**** RECORDS FOR PROCESSING ****

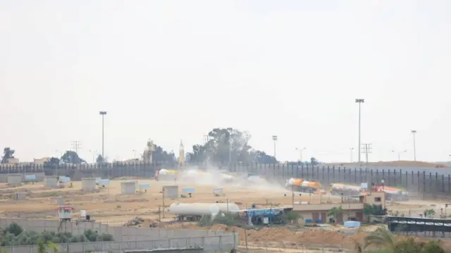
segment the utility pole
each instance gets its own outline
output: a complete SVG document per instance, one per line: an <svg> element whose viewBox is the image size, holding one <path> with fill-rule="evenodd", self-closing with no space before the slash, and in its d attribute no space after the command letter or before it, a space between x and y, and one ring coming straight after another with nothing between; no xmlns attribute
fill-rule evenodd
<svg viewBox="0 0 451 253"><path fill-rule="evenodd" d="M412 134L414 135L414 161L416 161L416 145L415 144L415 134L416 134L416 130L412 130Z"/></svg>
<svg viewBox="0 0 451 253"><path fill-rule="evenodd" d="M273 141L274 141L274 158L276 158L276 142L277 141L277 135L273 135Z"/></svg>
<svg viewBox="0 0 451 253"><path fill-rule="evenodd" d="M401 154L407 152L407 150L403 150L402 152L396 152L395 150L392 150L392 152L397 154L397 161L401 161Z"/></svg>
<svg viewBox="0 0 451 253"><path fill-rule="evenodd" d="M81 143L78 140L73 140L70 143L70 147L72 149L73 149L75 153L78 154L78 150L81 149Z"/></svg>
<svg viewBox="0 0 451 253"><path fill-rule="evenodd" d="M366 166L368 166L368 154L373 153L373 149L370 143L365 143L362 144L362 153L366 155Z"/></svg>
<svg viewBox="0 0 451 253"><path fill-rule="evenodd" d="M360 143L360 119L361 119L361 105L362 103L364 103L365 102L365 99L355 99L355 102L356 103L359 103L359 147L361 147L361 143ZM359 163L360 163L360 162L362 161L362 160L360 159L360 152L359 152Z"/></svg>
<svg viewBox="0 0 451 253"><path fill-rule="evenodd" d="M302 151L304 151L304 150L305 150L307 149L307 147L304 147L304 148L302 148L302 149L298 149L298 148L295 148L295 149L299 151L299 161L300 162L302 162Z"/></svg>
<svg viewBox="0 0 451 253"><path fill-rule="evenodd" d="M92 152L92 163L95 163L95 156L97 154L99 154L98 150L89 150L89 152Z"/></svg>
<svg viewBox="0 0 451 253"><path fill-rule="evenodd" d="M101 159L105 161L104 118L106 115L106 111L100 111L99 114L101 116Z"/></svg>

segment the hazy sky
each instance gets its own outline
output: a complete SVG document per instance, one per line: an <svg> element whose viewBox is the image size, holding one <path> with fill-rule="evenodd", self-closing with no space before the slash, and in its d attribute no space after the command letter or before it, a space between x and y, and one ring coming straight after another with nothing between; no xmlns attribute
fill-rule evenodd
<svg viewBox="0 0 451 253"><path fill-rule="evenodd" d="M451 154L450 1L0 0L0 146L110 159L213 128L295 160ZM176 152L177 153L177 152ZM357 159L357 151L354 159Z"/></svg>

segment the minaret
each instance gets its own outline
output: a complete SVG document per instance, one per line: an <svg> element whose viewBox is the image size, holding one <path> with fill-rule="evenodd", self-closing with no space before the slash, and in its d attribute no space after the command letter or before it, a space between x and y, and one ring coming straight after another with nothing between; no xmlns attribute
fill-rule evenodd
<svg viewBox="0 0 451 253"><path fill-rule="evenodd" d="M178 152L178 165L180 166L185 165L185 147L183 147L182 140L180 140L180 147Z"/></svg>

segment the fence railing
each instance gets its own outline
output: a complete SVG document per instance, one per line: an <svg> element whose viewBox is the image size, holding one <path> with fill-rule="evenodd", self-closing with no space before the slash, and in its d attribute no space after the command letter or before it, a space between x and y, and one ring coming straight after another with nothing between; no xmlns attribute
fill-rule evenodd
<svg viewBox="0 0 451 253"><path fill-rule="evenodd" d="M154 249L180 247L202 247L206 252L230 252L239 242L234 236L211 236L201 237L171 238L142 241L96 242L62 243L56 245L60 252L83 253L85 252L121 252L125 249ZM6 246L9 253L37 253L37 245ZM51 249L50 250L51 251Z"/></svg>
<svg viewBox="0 0 451 253"><path fill-rule="evenodd" d="M45 175L69 175L73 180L83 177L137 176L152 178L162 168L160 163L141 162L110 163L101 164L39 165L18 164L0 166L0 180L8 173L42 173ZM165 167L166 168L166 167ZM221 166L233 173L252 173L283 184L291 177L302 178L321 182L323 185L332 183L381 185L402 187L424 198L451 198L451 170L436 168L412 167L358 167L323 166L311 165L243 164L234 163ZM173 168L175 169L181 168ZM327 186L326 186L327 187Z"/></svg>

****

GIVEN REQUEST:
Swap "its own outline" for "a separate outline" everywhere in the listing and write out all of the listing again with nothing else changed. Leave the pictures out.

RESPONSE TO THE TASK:
segment the utility pole
each instance gets a separate outline
output: a complete SVG document per instance, one per line: an <svg> element whose viewBox is the image size, holding one <path> with fill-rule="evenodd", self-closing with no space before the slash, and in its d attribute no space after the command letter or before it, a space between x and y, and one ring coming straight after another with nothing between; no xmlns attribute
fill-rule evenodd
<svg viewBox="0 0 451 253"><path fill-rule="evenodd" d="M412 134L414 135L414 161L416 161L416 145L415 144L415 134L416 134L416 130L412 130Z"/></svg>
<svg viewBox="0 0 451 253"><path fill-rule="evenodd" d="M273 141L274 141L274 158L276 158L276 142L277 141L277 135L273 135Z"/></svg>
<svg viewBox="0 0 451 253"><path fill-rule="evenodd" d="M401 154L407 152L407 150L403 150L402 152L396 152L395 150L392 150L392 152L397 154L397 161L401 161Z"/></svg>
<svg viewBox="0 0 451 253"><path fill-rule="evenodd" d="M81 143L78 140L73 140L70 143L70 147L72 149L73 149L75 153L78 154L78 150L81 149Z"/></svg>
<svg viewBox="0 0 451 253"><path fill-rule="evenodd" d="M366 166L368 166L368 154L373 153L373 149L370 143L365 143L362 144L362 153L366 155Z"/></svg>
<svg viewBox="0 0 451 253"><path fill-rule="evenodd" d="M360 143L360 119L361 119L361 105L362 103L364 103L365 102L365 99L355 99L355 102L356 103L359 103L359 147L361 147L361 143ZM359 163L360 163L360 162L362 161L362 160L360 159L360 152L359 152Z"/></svg>
<svg viewBox="0 0 451 253"><path fill-rule="evenodd" d="M302 151L304 151L304 150L305 150L307 149L307 147L304 147L304 148L302 148L302 149L298 149L298 148L295 148L295 149L299 151L299 161L300 162L302 162Z"/></svg>
<svg viewBox="0 0 451 253"><path fill-rule="evenodd" d="M92 152L92 163L95 163L95 156L97 154L99 154L98 150L89 150L89 152Z"/></svg>
<svg viewBox="0 0 451 253"><path fill-rule="evenodd" d="M101 159L105 161L104 118L106 115L106 111L100 111L99 114L101 116Z"/></svg>

segment the hazy sky
each instance gets a separate outline
output: a complete SVG document per instance, one per line: an <svg> element whose viewBox is the image size, holding one <path> with fill-rule="evenodd", self-closing with no space before the slash, and in its d attribute no space after the command letter or before it, a space between x and y, and one ring coming straight after another with nothing between; no xmlns attribute
fill-rule evenodd
<svg viewBox="0 0 451 253"><path fill-rule="evenodd" d="M451 154L450 1L0 0L0 146L110 159L213 128L295 160ZM176 152L177 153L177 152ZM357 159L357 151L354 159Z"/></svg>

segment the minaret
each instance gets a separate outline
output: a complete SVG document per instance, one per line: an <svg> element whose viewBox is the image size, holding one <path> with fill-rule="evenodd", self-closing with no space before the slash, and in its d attribute no space after the command letter or before it, a space between x and y, and one ring coming straight after another with nothing between; no xmlns attribute
fill-rule evenodd
<svg viewBox="0 0 451 253"><path fill-rule="evenodd" d="M178 152L178 165L180 166L185 165L185 147L183 147L182 140L180 140L180 147Z"/></svg>

segment the fence railing
each instance gets a separate outline
output: a complete SVG document per instance, one per line: an <svg> element whose viewBox is the image size, holding one <path> with fill-rule="evenodd", self-closing with no space before the slash, and in its d attribute no space after the command letter or before it, a space between x and y, and one ring coming straight after another with nothing between; no xmlns attribute
fill-rule evenodd
<svg viewBox="0 0 451 253"><path fill-rule="evenodd" d="M154 249L180 247L202 247L206 252L230 252L239 242L234 236L211 236L201 237L171 238L142 241L96 242L62 243L56 245L60 252L83 253L85 252L121 252L125 249ZM6 246L9 253L37 253L37 245ZM51 249L50 250L51 251Z"/></svg>
<svg viewBox="0 0 451 253"><path fill-rule="evenodd" d="M45 175L69 175L73 180L83 177L137 176L152 178L162 168L160 163L141 162L110 163L101 164L39 165L18 164L0 166L0 180L8 173L42 173ZM165 167L166 168L166 167ZM221 166L233 173L252 173L283 184L291 177L302 178L321 182L323 185L332 183L381 185L402 187L424 198L451 198L451 170L436 168L412 167L358 167L323 166L311 165L243 164L234 163ZM173 168L175 169L181 168ZM327 186L326 186L327 187Z"/></svg>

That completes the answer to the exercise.